━━ Dataset

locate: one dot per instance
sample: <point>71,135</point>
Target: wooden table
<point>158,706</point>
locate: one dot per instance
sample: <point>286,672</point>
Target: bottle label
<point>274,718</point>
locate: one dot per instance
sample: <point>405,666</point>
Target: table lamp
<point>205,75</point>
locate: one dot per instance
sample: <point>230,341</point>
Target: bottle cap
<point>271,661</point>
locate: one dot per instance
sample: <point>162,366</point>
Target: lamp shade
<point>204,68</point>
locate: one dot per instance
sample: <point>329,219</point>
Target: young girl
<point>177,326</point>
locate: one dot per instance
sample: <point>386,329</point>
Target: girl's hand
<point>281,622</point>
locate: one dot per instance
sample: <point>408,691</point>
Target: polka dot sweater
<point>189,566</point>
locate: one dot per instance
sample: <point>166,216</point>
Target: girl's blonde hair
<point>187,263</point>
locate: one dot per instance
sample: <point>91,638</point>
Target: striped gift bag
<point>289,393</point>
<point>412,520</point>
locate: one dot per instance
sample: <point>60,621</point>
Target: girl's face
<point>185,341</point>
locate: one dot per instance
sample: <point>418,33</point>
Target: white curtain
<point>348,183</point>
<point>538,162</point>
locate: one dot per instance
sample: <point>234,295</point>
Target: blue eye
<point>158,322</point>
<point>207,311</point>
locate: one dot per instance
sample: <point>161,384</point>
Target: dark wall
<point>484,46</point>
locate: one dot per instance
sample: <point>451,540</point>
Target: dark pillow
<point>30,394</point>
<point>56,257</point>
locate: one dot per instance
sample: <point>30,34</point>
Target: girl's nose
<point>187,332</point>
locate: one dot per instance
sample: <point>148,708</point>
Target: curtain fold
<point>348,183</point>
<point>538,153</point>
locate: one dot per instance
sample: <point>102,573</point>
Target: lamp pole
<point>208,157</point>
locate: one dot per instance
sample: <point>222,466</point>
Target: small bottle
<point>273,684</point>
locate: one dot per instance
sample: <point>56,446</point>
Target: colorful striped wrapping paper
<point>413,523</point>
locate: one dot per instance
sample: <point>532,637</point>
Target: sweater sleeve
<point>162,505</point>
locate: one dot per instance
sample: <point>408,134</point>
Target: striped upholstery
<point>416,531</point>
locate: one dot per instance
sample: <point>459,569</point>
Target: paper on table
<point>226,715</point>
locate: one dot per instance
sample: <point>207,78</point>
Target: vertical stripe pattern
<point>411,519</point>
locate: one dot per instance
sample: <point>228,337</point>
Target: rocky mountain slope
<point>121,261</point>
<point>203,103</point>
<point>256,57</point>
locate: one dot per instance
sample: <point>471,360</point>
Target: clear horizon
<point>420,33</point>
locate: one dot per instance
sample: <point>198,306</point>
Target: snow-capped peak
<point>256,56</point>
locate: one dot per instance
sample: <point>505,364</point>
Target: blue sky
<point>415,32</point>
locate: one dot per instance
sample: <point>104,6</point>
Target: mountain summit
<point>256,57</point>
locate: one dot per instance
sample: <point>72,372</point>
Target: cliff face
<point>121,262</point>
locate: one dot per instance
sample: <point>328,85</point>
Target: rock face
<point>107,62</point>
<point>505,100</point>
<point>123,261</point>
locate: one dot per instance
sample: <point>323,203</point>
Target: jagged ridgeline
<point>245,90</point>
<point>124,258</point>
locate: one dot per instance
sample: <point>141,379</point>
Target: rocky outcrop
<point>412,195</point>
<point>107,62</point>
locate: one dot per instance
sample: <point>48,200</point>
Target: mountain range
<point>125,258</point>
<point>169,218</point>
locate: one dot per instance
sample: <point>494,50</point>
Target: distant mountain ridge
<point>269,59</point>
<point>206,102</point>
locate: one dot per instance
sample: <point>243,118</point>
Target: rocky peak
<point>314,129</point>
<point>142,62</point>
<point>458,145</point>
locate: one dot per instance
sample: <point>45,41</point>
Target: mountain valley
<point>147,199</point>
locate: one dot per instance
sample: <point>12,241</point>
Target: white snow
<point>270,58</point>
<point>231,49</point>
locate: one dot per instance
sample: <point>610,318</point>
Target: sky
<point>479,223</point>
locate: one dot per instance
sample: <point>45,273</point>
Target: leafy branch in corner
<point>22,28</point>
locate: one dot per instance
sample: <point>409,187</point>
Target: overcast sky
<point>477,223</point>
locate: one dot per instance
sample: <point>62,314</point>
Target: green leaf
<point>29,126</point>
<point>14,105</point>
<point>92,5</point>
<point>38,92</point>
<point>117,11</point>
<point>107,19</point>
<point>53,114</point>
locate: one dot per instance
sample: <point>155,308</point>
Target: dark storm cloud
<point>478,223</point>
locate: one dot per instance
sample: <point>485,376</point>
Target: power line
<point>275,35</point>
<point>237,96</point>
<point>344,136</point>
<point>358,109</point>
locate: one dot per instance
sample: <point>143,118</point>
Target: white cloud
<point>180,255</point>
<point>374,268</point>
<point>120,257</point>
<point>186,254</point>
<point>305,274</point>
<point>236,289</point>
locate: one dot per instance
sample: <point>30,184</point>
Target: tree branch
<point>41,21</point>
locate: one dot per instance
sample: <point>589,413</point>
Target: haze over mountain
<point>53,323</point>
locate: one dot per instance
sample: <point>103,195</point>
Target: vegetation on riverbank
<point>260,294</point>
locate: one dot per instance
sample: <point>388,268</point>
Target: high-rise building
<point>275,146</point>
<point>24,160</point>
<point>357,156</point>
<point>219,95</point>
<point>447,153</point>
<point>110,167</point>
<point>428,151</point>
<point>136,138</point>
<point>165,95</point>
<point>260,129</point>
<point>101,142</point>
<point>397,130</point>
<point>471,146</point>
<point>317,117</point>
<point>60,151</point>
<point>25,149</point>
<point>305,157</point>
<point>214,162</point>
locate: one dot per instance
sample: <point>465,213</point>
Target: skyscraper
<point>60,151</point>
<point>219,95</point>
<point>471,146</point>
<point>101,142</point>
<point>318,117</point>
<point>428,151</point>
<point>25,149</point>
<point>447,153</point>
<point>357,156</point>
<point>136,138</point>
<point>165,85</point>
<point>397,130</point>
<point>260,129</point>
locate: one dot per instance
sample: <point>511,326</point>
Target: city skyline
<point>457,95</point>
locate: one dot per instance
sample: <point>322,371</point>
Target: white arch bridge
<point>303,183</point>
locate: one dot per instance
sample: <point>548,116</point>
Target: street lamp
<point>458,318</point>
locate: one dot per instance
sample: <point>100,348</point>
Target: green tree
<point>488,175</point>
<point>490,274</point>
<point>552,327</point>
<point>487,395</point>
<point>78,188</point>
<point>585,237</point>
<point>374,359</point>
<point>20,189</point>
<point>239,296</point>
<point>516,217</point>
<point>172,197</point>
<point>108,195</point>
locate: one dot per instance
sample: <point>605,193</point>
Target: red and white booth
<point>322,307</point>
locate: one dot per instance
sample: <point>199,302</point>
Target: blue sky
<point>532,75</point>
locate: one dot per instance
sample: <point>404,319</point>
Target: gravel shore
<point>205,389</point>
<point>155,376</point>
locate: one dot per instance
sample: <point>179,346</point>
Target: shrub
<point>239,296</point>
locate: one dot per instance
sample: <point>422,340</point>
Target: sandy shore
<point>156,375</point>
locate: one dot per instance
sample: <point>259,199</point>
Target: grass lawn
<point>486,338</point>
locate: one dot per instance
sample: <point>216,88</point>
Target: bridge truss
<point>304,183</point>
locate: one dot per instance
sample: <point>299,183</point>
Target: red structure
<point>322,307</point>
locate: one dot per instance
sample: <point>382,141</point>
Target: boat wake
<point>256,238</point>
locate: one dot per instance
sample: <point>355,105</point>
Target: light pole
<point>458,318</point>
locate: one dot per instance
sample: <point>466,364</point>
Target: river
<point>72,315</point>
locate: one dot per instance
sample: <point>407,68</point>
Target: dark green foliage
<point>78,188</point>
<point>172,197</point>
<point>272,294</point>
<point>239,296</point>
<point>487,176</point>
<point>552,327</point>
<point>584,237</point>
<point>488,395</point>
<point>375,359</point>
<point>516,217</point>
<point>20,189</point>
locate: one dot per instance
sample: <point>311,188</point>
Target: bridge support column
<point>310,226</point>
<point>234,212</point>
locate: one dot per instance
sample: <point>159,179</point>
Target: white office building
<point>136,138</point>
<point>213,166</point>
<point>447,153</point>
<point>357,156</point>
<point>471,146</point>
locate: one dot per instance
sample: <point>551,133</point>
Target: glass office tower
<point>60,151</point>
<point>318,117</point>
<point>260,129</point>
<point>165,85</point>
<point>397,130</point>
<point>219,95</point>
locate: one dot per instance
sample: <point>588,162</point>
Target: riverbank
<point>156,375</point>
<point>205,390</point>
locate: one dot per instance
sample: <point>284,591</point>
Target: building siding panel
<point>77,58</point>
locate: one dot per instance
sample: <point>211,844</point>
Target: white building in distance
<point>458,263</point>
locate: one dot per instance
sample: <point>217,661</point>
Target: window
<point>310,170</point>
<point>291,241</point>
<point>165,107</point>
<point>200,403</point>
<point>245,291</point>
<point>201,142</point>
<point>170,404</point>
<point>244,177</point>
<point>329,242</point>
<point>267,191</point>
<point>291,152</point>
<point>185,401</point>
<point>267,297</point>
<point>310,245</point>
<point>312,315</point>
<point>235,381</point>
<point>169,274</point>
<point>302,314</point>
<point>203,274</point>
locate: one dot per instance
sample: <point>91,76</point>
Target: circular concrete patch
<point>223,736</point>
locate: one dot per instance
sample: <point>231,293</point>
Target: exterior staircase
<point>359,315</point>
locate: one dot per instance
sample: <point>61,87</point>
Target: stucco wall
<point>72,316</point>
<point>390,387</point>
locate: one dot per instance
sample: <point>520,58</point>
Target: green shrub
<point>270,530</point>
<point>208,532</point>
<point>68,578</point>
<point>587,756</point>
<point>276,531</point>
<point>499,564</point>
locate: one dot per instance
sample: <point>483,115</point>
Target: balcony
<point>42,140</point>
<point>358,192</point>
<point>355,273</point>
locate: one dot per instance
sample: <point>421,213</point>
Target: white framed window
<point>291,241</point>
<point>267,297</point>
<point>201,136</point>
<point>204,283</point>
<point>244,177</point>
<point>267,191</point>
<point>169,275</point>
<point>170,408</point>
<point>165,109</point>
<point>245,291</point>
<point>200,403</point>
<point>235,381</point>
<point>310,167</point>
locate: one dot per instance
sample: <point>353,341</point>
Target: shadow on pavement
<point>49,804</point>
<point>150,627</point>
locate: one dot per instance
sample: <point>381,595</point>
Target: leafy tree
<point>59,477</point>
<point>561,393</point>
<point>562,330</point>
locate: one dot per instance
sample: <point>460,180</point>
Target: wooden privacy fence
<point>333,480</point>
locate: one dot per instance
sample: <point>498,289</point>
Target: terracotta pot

━━━━

▶ **Exercise**
Copy the records word for word, from the very first line down to and including the line with "<point>185,341</point>", and stop there.

▶ **Solution to this problem**
locate: one dot per instance
sample: <point>71,135</point>
Target: wooden table
<point>158,706</point>
locate: one dot per instance
sample: <point>286,672</point>
Target: bottle label
<point>274,718</point>
locate: one dot per instance
sample: <point>405,666</point>
Target: table lamp
<point>205,75</point>
locate: one dot per instance
sample: <point>230,341</point>
Target: bottle cap
<point>271,661</point>
locate: one dot per instance
sample: <point>162,366</point>
Target: lamp shade
<point>204,68</point>
locate: one dot per instance
sample: <point>329,219</point>
Target: young girl
<point>177,326</point>
locate: one dot per instance
sample: <point>386,329</point>
Target: girl's hand
<point>281,622</point>
locate: one dot per instance
sample: <point>408,691</point>
Target: polka dot sweater
<point>189,566</point>
locate: one dot per instance
sample: <point>166,216</point>
Target: girl's blonde hair
<point>187,263</point>
locate: one dot per instance
sample: <point>91,638</point>
Target: striped gift bag
<point>289,393</point>
<point>412,520</point>
locate: one dot per instance
sample: <point>60,621</point>
Target: girl's face
<point>185,341</point>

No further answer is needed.